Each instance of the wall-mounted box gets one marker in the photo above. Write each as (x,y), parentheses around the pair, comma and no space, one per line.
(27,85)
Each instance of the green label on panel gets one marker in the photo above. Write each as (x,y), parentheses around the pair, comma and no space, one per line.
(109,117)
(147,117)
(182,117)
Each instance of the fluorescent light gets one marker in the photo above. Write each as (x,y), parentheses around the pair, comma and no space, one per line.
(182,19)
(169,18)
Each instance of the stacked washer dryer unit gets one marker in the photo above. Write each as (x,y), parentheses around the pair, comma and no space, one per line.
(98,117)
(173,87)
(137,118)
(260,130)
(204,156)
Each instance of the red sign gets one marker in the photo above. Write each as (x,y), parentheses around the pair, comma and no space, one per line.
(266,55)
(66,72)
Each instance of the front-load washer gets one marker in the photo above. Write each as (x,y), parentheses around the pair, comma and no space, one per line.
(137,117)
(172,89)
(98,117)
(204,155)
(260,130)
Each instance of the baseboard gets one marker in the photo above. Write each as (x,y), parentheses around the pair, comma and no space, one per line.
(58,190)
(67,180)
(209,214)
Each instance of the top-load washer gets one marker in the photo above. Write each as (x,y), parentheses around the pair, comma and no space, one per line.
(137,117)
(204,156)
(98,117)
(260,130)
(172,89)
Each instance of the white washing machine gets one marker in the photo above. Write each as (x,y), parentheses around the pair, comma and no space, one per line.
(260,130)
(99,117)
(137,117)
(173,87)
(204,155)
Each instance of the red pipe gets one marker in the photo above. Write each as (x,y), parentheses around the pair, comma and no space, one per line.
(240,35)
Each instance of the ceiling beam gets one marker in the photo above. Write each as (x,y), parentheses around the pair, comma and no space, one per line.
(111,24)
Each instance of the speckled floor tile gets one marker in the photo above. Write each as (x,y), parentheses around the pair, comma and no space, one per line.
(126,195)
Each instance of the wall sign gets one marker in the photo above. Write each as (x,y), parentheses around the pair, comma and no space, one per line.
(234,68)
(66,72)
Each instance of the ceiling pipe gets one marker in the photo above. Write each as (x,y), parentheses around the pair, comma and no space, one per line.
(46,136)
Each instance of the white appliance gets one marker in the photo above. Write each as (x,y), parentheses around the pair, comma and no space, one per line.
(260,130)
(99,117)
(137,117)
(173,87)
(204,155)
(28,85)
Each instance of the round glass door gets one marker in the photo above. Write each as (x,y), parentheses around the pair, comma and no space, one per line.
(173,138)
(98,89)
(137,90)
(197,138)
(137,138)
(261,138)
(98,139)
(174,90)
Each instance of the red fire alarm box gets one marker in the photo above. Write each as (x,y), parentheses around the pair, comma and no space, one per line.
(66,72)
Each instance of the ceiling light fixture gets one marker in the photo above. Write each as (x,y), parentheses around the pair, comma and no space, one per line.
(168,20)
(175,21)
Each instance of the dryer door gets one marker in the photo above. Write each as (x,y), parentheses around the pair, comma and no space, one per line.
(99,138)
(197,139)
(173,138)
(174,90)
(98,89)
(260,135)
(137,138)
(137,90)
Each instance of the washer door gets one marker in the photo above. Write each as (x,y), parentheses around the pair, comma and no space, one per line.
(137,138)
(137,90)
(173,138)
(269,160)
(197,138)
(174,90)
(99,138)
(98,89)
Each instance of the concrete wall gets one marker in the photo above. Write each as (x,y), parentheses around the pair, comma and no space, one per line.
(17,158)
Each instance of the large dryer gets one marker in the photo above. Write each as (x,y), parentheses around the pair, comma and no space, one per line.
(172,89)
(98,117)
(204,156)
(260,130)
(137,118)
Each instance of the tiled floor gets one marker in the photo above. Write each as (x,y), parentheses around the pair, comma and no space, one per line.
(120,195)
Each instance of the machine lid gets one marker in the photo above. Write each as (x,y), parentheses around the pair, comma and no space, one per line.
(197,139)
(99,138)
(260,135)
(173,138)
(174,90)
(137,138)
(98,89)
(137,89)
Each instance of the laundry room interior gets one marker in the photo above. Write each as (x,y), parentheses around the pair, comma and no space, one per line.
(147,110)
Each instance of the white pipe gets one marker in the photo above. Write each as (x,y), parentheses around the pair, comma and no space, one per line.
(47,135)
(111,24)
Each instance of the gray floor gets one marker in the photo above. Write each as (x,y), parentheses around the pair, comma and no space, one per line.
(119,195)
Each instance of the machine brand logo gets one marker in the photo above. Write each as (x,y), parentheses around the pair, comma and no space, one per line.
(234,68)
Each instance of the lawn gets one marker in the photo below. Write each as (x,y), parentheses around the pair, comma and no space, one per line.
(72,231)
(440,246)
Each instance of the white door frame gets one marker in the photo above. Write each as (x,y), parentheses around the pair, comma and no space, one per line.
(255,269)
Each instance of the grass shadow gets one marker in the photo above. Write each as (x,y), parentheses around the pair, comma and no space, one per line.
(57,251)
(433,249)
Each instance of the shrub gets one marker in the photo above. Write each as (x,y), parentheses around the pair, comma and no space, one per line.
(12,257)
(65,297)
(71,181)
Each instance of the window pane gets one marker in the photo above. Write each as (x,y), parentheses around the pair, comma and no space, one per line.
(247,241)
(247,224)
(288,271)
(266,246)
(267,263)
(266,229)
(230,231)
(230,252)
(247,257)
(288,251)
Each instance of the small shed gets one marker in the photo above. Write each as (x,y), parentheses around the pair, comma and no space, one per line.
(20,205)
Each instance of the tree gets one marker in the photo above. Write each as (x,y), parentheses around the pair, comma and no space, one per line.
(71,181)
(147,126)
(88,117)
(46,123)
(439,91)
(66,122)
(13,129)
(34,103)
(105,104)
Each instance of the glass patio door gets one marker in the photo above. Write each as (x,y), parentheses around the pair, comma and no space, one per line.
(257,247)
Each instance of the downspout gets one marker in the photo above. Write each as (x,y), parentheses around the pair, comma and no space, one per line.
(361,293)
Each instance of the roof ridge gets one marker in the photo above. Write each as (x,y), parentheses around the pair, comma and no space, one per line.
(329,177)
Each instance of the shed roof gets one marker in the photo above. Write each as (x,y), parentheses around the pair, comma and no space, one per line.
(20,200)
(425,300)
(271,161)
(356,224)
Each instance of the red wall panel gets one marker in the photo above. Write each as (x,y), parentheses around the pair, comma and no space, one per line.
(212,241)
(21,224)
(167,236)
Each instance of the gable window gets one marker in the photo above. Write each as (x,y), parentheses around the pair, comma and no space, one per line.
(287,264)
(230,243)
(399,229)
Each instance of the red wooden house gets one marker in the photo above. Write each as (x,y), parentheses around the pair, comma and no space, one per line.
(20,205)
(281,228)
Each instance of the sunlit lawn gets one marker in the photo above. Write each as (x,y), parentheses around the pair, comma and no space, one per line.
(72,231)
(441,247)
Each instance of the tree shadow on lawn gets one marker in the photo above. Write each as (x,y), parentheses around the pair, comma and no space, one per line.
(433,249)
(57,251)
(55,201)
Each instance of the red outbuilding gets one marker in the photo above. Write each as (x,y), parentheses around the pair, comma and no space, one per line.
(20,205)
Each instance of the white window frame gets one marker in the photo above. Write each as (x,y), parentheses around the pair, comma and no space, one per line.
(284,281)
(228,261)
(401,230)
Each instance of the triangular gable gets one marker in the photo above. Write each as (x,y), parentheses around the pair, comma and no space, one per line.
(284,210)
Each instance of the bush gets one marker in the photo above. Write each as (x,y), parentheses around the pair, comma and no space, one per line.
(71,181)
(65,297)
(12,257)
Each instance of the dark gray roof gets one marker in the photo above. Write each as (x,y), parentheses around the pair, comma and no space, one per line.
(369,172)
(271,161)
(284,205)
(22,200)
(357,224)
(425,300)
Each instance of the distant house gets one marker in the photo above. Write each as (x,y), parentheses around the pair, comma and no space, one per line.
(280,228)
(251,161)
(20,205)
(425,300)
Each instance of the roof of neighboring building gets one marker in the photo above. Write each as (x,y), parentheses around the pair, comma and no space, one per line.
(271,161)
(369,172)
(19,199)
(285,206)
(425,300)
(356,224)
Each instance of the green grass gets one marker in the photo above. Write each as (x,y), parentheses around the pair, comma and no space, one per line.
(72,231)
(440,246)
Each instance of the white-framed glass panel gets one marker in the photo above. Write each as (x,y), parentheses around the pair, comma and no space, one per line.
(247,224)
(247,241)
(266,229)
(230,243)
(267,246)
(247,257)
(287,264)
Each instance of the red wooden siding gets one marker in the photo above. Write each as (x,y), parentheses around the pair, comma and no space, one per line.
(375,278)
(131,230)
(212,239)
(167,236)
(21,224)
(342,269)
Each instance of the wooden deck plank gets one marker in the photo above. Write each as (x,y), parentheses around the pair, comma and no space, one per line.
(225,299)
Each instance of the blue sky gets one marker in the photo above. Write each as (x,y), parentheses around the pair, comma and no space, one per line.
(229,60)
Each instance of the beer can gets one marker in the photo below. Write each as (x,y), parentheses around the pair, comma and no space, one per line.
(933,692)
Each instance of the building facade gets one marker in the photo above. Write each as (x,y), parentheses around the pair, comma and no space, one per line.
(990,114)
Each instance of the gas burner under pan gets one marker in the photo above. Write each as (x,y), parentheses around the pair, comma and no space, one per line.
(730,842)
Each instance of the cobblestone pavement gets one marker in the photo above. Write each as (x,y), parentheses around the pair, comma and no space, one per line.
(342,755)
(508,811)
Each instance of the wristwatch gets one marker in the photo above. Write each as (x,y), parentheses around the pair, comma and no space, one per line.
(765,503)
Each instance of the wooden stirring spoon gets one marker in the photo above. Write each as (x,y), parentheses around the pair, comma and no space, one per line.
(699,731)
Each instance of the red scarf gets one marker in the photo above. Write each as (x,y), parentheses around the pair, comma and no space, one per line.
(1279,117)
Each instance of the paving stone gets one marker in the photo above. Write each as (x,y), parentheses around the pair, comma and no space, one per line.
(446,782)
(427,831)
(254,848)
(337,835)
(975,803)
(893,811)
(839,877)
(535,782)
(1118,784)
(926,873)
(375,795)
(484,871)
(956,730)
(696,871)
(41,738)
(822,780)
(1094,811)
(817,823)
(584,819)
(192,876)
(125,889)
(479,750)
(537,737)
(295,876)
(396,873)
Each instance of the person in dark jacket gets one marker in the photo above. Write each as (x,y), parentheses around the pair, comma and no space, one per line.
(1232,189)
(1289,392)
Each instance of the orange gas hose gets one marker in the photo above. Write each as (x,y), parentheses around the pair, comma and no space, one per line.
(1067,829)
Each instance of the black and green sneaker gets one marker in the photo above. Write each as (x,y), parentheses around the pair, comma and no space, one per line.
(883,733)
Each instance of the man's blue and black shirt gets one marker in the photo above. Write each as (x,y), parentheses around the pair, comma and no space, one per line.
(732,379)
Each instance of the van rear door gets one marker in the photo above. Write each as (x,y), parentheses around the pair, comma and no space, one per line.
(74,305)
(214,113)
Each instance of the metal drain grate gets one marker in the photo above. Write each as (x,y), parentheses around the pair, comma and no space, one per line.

********************

[What is required] Copy nothing except the lines from the one holding "Each instance of the black" through the last line of the data above, and return them exactly.

[Task response]
Each instance of the black and green sneaker gets one marker in the photo above. Write each as (x,y), parentheses around the pair, comma and no space, one per line.
(883,733)
Each instance of the man's blue and black shirt gets one marker in the photo above. Write each as (x,y), parentheses around the pair, comma and no space, one per line.
(732,379)
Each instance of the van rear door gets one marker in the photo above. Write each as (x,y), parentheses around the pair, comma and no space, one per line.
(74,305)
(214,113)
Each instance of the metal drain grate gets one marker in the photo above. Write each as (x,y), parentheses around the pair, comma and no space, one per line.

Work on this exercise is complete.